Start of Text block

Once more back in his childhood home, frightened to turn the lights off, checking for Christopher Lee’s Dracula and the Wolfman under his bed, yet daring himself to keep watching those Hammer house of horror b-movies, Salem’s Lot and more bloody shockers, Gallagher links an almost lost innocence with a lifetime of travails, cathartic obsessions and searching desires.

 I’m still astounded by the lack of support for his music or exposure, as Gallagher’s The Mining Co. vehicle is worthy of praise, airplay and attention. Hopefully it will be sixth album lucky for the Irishman.” DV

Hannah Mohan ‘Time Is A Walnut’ (Egghunt Records)
Chosen by DV/Review

“Geographically settling long enough to pen this solo songbook offering, but anything but settled emotionally, the former And The Kids vocalist-songwriter Hannah Mohan attempts to process the break-up of all break-ups.

Mohan rides the roller coaster of a drawn-out break-up with quirkiness and vulnerability, turning tortuous heartache into one of the best and most rewarding songbooks of the year. Mohan may have let her soul sing out, as she comes to accept an emotional turbulent period of stresses and anxieties and pain. But whether she’s finally pulled through the other side or not is up to you the listener.” DV

Jamison Field Murphy ‘It Has To End’ (Tomato Flower)

End of Text block
Start of Source information

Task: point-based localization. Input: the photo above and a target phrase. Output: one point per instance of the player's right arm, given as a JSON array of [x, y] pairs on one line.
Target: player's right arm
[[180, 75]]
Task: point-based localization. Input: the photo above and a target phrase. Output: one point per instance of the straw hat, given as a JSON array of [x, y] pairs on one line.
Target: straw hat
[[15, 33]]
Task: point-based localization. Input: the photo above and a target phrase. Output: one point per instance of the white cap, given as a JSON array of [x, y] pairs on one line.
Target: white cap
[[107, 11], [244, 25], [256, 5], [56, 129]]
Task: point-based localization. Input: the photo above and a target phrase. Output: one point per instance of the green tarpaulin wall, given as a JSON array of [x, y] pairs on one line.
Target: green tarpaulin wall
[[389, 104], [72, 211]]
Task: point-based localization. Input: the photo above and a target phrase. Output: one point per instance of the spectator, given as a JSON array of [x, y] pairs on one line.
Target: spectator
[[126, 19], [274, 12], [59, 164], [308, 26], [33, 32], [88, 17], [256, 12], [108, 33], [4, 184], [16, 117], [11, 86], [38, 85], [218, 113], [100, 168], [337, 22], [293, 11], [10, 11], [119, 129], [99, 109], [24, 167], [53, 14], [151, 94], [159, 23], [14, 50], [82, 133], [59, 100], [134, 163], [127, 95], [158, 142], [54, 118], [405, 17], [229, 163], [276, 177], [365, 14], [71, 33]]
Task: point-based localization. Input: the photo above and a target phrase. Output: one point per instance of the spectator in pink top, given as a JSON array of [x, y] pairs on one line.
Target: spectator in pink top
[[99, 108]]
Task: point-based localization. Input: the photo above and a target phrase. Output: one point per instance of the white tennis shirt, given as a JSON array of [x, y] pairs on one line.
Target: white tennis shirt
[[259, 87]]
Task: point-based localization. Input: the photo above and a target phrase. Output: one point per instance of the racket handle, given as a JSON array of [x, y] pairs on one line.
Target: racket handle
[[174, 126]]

End of Source information

- **What you should do**
According to the album reviews, which band did Hannah Mohan formerly front as vocalist-songwriter?

- **Exercise answer**
And The Kids